> _What the task asks_: Lay out the items below as a two-column CSV with the headers "prompt" and "answer", one row per item, with each field in double quotes and line breaks turned into spaces. Leave out the pictures.

> _Raw records_:
◆ ◆ ◆ ◆ ◆ ◆ ◆

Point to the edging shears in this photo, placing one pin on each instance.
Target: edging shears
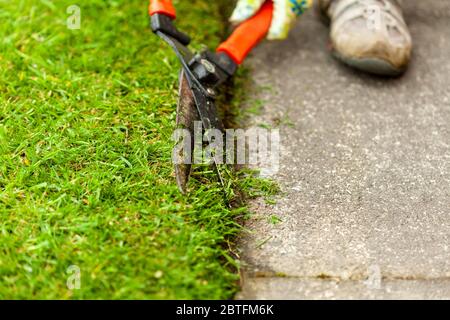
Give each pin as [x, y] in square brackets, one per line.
[202, 73]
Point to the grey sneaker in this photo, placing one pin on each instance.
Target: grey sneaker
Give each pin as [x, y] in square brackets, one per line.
[370, 35]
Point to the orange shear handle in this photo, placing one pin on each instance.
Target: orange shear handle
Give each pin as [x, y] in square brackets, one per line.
[162, 7]
[248, 34]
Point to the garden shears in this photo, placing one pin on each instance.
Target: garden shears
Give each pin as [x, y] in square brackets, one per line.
[202, 73]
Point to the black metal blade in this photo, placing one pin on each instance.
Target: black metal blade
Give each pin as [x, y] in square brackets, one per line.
[187, 114]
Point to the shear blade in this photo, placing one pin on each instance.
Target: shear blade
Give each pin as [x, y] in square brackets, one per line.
[186, 116]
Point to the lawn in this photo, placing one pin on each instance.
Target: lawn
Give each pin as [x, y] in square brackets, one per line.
[86, 179]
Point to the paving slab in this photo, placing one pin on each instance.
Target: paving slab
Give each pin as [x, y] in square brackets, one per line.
[364, 172]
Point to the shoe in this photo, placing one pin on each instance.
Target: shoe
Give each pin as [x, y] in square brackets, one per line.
[370, 35]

◆ ◆ ◆ ◆ ◆ ◆ ◆

> _Written reply_:
prompt,answer
"Point to the edging shears in this photo, placing one pin on each instance. Target: edging shears Give each pin as [x, y] in square brackets, one per line.","[202, 73]"
"Point to the grey sneaker in this photo, placing one pin on each instance. Target: grey sneaker Give each pin as [x, y] in square brackets, one per line.","[370, 35]"
"Point to the orange shear handle in this photo, placing one pin on each instance. Target: orange shear handle Give each pin as [x, y] in square brackets, one per line.","[162, 7] [248, 34]"
"Point to the garden shears in this photo, placing one pin on each instance. Target: garden shears Give each pin as [x, y] in square brackets, one per line.","[202, 73]"
"Point to the black metal blade in this photo, placing one pin on each instance. Target: black metal blade Give each pin as [x, y] in square brackets, one per line.","[187, 114]"
"Point to the shear blade in this photo, placing one pin on each instance. Target: shear blade Give each pin as [x, y] in square brackets, one per line.","[186, 116]"
"Point to the lawn in this photo, placing one pin on each instance. Target: lawn Give each pin as [x, y] in square brackets, one per line.","[86, 179]"
"Point to the paving slab in this photo, placing one pin on each instance. Target: paving slab Give each pin as [x, y] in square brackets, one per line.","[364, 172]"
"Point to the shoe in this photo, placing one pin on each instance. Target: shoe Give each pin as [x, y] in square brackets, one per line.","[370, 35]"